■ 必要な作業 ■
[a] 提供テキストによると、宮崎氏はどこに勤務している学芸員ですか？
[b] 提供テキストでは、「正体不明の魚の同定結果を知りたいという欲求を満たすことができる」というメリットについて、なぜ意味のあることだとされていますか？

■ 提供テキスト ■
+++

宮崎氏は神奈川県立生命の星・地球博物館に勤務する学芸員で、魚類を専門とする研究者である。氏は「魚類写真資料データベース」というWEBの魚類図鑑を市民ともに発展させてきた。彼がこれまでデータベースの発展を支えた市民のメリットとして以下の項目を挙げている。

 

  1. 正体不明の魚の同定結果 を知りたいという欲求を満たすことができる
  2. マス メディア等への写真提供による著作権収入を得ることが 可能
  3. 出版される魚類図鑑 や科学論文に自身の名前が掲載される可能性があること

 

 このデータベースに限らず、多くの科学者が市民を利用する上で与えるメリットと呼ばれるものは1と3である。

 1に関しては興味ある人の知的好奇心を満たすという点で意味のあることである。

+++

■ 記録された情報 ■
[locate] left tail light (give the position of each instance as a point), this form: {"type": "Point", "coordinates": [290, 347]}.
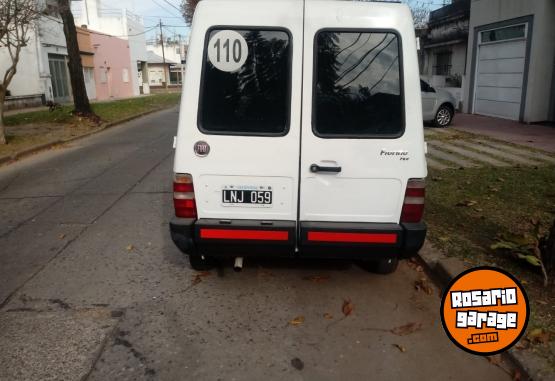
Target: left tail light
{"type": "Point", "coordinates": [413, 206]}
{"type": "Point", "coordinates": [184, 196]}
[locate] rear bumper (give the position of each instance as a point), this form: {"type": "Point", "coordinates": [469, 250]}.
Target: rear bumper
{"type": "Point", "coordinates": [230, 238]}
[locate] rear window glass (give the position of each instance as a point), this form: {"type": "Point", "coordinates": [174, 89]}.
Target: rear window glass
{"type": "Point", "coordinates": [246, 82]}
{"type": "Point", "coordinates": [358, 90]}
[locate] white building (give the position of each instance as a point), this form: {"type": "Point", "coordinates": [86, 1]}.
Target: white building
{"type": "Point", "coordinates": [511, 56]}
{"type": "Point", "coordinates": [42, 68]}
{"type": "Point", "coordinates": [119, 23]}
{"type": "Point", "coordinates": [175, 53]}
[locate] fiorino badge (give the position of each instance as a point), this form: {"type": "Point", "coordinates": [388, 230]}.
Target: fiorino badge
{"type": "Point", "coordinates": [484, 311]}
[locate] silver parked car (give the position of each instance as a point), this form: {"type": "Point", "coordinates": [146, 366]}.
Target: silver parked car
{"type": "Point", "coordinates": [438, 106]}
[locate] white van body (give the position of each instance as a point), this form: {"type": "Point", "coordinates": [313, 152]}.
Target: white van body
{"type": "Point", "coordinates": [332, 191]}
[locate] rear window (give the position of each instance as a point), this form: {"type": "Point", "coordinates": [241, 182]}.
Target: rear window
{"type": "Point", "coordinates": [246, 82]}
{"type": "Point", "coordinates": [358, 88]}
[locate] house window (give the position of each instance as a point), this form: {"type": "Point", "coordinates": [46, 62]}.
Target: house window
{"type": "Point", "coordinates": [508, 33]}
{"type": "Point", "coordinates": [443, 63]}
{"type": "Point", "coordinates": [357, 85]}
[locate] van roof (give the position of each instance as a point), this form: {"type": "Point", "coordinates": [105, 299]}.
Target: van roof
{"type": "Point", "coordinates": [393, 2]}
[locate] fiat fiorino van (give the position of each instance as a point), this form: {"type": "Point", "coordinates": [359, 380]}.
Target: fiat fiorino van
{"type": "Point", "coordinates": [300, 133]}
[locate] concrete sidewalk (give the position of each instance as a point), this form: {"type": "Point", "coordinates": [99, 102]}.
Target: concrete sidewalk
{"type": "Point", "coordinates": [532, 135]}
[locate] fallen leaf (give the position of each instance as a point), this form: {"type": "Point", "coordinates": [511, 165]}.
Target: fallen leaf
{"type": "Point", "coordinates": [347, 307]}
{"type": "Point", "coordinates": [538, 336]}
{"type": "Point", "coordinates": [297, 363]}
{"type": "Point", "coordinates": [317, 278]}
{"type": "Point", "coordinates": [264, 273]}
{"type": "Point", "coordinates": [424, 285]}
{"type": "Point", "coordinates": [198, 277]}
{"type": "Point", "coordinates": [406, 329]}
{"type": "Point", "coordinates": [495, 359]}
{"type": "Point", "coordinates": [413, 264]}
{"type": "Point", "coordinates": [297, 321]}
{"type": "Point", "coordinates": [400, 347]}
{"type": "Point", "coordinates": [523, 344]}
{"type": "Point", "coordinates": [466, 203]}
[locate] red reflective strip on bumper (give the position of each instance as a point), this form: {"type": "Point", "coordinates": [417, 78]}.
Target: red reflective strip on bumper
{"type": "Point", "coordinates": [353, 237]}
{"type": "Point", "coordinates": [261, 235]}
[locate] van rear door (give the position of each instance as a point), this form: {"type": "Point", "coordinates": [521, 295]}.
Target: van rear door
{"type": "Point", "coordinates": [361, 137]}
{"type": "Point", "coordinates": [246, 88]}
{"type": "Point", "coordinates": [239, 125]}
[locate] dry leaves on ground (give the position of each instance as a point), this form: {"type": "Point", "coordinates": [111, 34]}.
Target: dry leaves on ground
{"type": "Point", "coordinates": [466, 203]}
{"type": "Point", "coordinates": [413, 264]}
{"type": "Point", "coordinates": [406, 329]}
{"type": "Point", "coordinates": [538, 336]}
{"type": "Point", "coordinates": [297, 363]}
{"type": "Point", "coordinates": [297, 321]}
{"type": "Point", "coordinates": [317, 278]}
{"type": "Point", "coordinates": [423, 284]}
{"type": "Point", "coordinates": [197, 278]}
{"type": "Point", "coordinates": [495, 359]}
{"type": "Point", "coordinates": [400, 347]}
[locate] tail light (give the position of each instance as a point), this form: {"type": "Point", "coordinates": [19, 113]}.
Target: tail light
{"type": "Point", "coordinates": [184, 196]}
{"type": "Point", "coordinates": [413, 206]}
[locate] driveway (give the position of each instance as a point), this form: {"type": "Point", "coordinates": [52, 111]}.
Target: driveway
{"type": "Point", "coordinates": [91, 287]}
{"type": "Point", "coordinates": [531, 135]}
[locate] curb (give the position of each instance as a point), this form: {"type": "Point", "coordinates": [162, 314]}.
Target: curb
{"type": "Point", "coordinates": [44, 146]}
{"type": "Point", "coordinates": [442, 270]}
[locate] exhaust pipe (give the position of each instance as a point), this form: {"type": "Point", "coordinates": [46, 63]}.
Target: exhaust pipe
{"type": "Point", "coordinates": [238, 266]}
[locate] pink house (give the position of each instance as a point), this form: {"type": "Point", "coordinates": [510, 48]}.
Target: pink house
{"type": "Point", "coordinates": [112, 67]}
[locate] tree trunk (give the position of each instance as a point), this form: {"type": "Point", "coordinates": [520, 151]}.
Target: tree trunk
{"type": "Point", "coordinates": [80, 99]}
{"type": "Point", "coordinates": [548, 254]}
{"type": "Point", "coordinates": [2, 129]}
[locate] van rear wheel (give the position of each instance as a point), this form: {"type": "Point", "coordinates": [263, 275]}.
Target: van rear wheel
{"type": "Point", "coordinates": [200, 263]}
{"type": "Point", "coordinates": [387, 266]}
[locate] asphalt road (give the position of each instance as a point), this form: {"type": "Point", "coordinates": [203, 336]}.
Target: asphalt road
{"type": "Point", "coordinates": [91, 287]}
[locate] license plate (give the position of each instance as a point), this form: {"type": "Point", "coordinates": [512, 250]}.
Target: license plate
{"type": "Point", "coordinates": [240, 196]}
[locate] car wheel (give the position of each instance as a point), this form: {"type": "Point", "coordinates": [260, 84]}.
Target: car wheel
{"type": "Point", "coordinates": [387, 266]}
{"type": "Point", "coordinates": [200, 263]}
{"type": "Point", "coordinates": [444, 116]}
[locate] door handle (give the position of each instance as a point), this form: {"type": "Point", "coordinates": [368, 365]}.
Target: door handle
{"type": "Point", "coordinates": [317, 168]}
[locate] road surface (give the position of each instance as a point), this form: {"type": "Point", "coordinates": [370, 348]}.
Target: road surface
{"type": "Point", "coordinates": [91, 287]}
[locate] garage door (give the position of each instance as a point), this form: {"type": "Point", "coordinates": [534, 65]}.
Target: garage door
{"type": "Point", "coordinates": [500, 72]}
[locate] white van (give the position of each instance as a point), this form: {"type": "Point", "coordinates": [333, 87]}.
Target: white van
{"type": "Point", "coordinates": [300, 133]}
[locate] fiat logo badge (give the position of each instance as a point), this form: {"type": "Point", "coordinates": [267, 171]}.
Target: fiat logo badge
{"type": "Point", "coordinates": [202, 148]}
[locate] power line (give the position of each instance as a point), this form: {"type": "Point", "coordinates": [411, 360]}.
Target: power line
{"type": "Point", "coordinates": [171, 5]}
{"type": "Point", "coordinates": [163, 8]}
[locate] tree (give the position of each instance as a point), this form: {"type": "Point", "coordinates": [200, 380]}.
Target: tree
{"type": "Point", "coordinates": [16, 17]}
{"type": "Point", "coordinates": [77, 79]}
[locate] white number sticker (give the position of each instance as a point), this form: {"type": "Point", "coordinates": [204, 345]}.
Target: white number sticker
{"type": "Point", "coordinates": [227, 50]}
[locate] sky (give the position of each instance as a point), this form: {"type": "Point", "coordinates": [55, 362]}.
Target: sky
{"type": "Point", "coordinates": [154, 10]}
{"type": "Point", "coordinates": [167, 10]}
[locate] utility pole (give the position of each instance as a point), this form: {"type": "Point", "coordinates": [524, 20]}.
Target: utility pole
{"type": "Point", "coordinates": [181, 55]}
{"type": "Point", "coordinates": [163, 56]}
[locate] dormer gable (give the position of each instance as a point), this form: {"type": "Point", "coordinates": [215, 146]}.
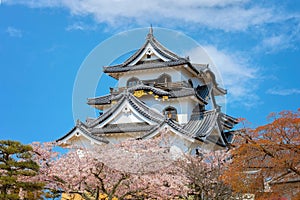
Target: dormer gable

+++

■ 順番どおりの回答 ■
[a] 神奈川県立生命の星・地球博物館です。

[b] 興味ある人の知的好奇心を満たすという点で意味のあることだからです。